Najibullah Danish, the deputy spokesman of the ministry of interior, confirmed that the police were considering developing a plan to increase government scrutiny of the mines, but gave no details as to when this might be ready.

ACCIDENTS ARE COMMON

Mine workers young and old routinely endure hot, dusty and dangerous conditions.

Faiz Mohammad, 50, works alongside his 15-year-old son in a Dara-e Suf coalmine.

He said that each day they walked up to 300 metres inside the mine to dig, with no safety equipment beyond a small headlamp.

"There are eight children working alongside my son," he told IWPR. "Each of them uses two donkeys to take coal out of the mine."

Under these circumstances, mishaps are common, and many locals say that they have lost family members to workplace accidents.

Sayyid Ghulam Hussein, 25, who works at the Shab Bashak mine, said: "My 12-year-old brother was killed due to gas inside the tunnel a month ago."

WORK TO BE COMPLETED: From the text on coal mine conditions, output the part that begins at the words "Faiz Mohammad, 50, works" and stops after the words "a small headlamp.", copied with no changes.

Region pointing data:
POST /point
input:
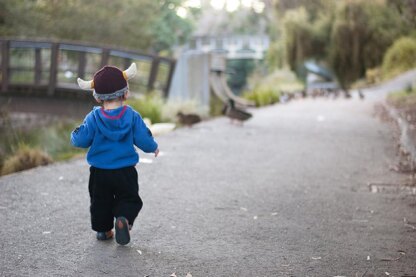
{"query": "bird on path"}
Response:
(234, 113)
(188, 119)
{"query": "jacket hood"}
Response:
(114, 124)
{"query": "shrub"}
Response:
(25, 158)
(262, 96)
(400, 57)
(149, 106)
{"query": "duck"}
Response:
(188, 119)
(234, 113)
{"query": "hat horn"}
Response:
(130, 72)
(87, 85)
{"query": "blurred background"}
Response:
(191, 56)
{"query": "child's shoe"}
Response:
(122, 231)
(105, 235)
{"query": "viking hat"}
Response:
(109, 82)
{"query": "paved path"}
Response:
(285, 195)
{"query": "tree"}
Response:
(361, 34)
(127, 23)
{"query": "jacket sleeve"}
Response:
(142, 136)
(83, 135)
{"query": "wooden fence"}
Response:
(50, 68)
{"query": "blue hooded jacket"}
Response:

TASK RESULT:
Faiz Mohammad, 50, works alongside his 15-year-old son in a Dara-e Suf coalmine.

He said that each day they walked up to 300 metres inside the mine to dig, with no safety equipment beyond a small headlamp.